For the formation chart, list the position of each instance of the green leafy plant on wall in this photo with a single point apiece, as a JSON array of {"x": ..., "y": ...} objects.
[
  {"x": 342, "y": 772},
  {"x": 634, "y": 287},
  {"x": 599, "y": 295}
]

*****

■ STATED TASK
Reproduce the data above line for line, with no changes.

■ RESULT
For the formation chart, list the position of each instance of the green leafy plant on wall in this photo with a single point apiece, as a JSON array of {"x": ..., "y": ...} objects.
[
  {"x": 342, "y": 772},
  {"x": 634, "y": 287},
  {"x": 599, "y": 295}
]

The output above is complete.